• CONSIGNA
Retoma, por favor, el texto sobre el arte y la galería doméstica Ciclo y sigue escribiéndolo a partir de su última oración.

Algunos detalles del arte asociados en presente — Juan Laxagueborde
Bastante seguido me llama la atención más lo que las personas intentan que lo que efectivamente logran. No porque eso que terminan haciendo sea bueno o malo, sino porque el propio hacer, el hecho de inventar, agrupar, intentar y darle a la rosca del costado de lo sistemático es de por sí muy valorable. A veces hacen desde cosas viejas. A veces mezclan el fervor contemporáneo con el tradicional. A veces les alcanza con tirarse a la pileta del futuro solo para ser nuevxs. De la manera que sea, enseñan que la voluntad perdida en la nostalgia en la que muchos caen, la de la época de la contracultura y la clandestinidad, está viva. Hay muchos lugares y personas en donde esto pasa. Hace pocos días estuve en uno que me llamó la atención, es como un airecito de todos los tiempos, integrable a cada pensamiento sobre la novedad y la radicalización, pero sin “agenda”, sin pensarlo demasiado y con los recursos del entusiasmo. Por eso me interesa contar lo que ví en la galería doméstica Ciclo.
Un tema especialmente discutido hoy en día en las artes visuales es el pasado. Se discute hasta qué punto es posible revisar y traer para acá artistas, obras o sucesos corridos de la línea previsible de la historia del arte esperable. En el pasado están lxs grandes popes pero están también artistas de lxs que ni siquiera conocemos una obra, de lxs que aún no tenemos noticia. Hay tanto atrás: esto a muchxs personas les da fiaca, les parece pesado y conservadora. A otrxs lxs estimula para afinar el ojo de nuestro día a día. No para encasillar en una vitrina y listo, sino también para poner andar, entre tantas teorías falsamente novísimas y pensamientos conectados al software de las jergas repetidas. Puede haber un pasado que puesto acá no se repita, es lo lindo de conectar de verdad con lo desconocido de antes.

Extracto de datos:

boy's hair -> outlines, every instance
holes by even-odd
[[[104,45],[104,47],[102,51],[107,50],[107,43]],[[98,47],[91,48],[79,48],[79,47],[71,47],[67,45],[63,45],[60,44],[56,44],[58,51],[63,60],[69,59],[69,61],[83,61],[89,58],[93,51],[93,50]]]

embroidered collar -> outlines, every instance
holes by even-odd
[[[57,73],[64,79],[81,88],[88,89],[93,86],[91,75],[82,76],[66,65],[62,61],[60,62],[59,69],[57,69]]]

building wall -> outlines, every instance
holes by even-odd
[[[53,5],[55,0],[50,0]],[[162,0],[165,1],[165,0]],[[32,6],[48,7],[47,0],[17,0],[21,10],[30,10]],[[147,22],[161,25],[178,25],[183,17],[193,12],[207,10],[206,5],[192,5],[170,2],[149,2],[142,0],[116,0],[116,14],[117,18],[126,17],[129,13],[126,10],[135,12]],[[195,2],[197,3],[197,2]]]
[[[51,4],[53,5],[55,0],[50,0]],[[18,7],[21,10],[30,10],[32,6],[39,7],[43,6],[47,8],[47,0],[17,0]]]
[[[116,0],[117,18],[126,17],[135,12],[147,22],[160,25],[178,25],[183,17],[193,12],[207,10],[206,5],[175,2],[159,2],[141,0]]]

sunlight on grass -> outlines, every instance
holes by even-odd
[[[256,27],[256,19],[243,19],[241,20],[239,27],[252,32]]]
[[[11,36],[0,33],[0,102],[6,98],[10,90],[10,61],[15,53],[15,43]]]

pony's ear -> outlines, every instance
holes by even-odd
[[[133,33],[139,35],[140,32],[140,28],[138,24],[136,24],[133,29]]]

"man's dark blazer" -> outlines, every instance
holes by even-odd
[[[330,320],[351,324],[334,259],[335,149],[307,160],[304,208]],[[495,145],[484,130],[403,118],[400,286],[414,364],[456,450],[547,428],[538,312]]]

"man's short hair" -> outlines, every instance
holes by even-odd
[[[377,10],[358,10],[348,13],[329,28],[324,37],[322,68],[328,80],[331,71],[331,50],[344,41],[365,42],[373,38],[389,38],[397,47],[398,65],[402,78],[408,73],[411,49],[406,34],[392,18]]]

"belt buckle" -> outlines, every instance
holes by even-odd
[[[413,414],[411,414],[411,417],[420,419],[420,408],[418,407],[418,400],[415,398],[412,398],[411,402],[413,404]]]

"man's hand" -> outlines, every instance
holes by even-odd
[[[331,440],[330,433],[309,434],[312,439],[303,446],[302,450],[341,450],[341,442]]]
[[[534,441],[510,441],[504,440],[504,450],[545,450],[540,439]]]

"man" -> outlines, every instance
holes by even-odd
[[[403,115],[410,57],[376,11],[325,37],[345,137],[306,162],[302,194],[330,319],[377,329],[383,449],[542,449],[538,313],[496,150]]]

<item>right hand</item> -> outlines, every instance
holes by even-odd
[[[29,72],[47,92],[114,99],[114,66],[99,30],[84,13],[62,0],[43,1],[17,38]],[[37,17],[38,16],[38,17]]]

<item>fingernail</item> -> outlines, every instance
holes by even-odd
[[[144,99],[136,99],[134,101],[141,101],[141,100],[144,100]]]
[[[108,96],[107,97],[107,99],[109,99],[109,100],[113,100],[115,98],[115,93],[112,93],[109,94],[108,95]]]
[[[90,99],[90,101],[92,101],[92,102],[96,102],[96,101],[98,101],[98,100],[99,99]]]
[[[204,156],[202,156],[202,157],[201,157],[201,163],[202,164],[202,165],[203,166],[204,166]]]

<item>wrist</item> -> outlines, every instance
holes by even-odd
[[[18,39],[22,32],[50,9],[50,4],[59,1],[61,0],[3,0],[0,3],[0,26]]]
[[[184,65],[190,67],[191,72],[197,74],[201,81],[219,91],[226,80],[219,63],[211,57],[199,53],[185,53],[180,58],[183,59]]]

• RESULTADO ESPERADO
Del detalle que está en el pasado viene el porqué de algo de hoy. Como corre un movimiento de Bacon o de Giambiagi en una pintura de Matías Tomás. Como una decisión espacial de Dani Joglar sabe picar en el budismo atravesado. Como un dibujo de Ana Wandzik o de Clara Esborraz se abraza en cualquier parte del aire a los de Mele Bruniard. Como la sonrisa con la que te saluda un amigx en la parada del colectivo implica recorrer en un segundo todas las contraculturas y tratar de alcanzarlas ese día cuando bailás un rato en alguno de los lugares donde esxs amigxs y otrxs desconocidxs se divierten para estar mejor del corazón y de la cabeza.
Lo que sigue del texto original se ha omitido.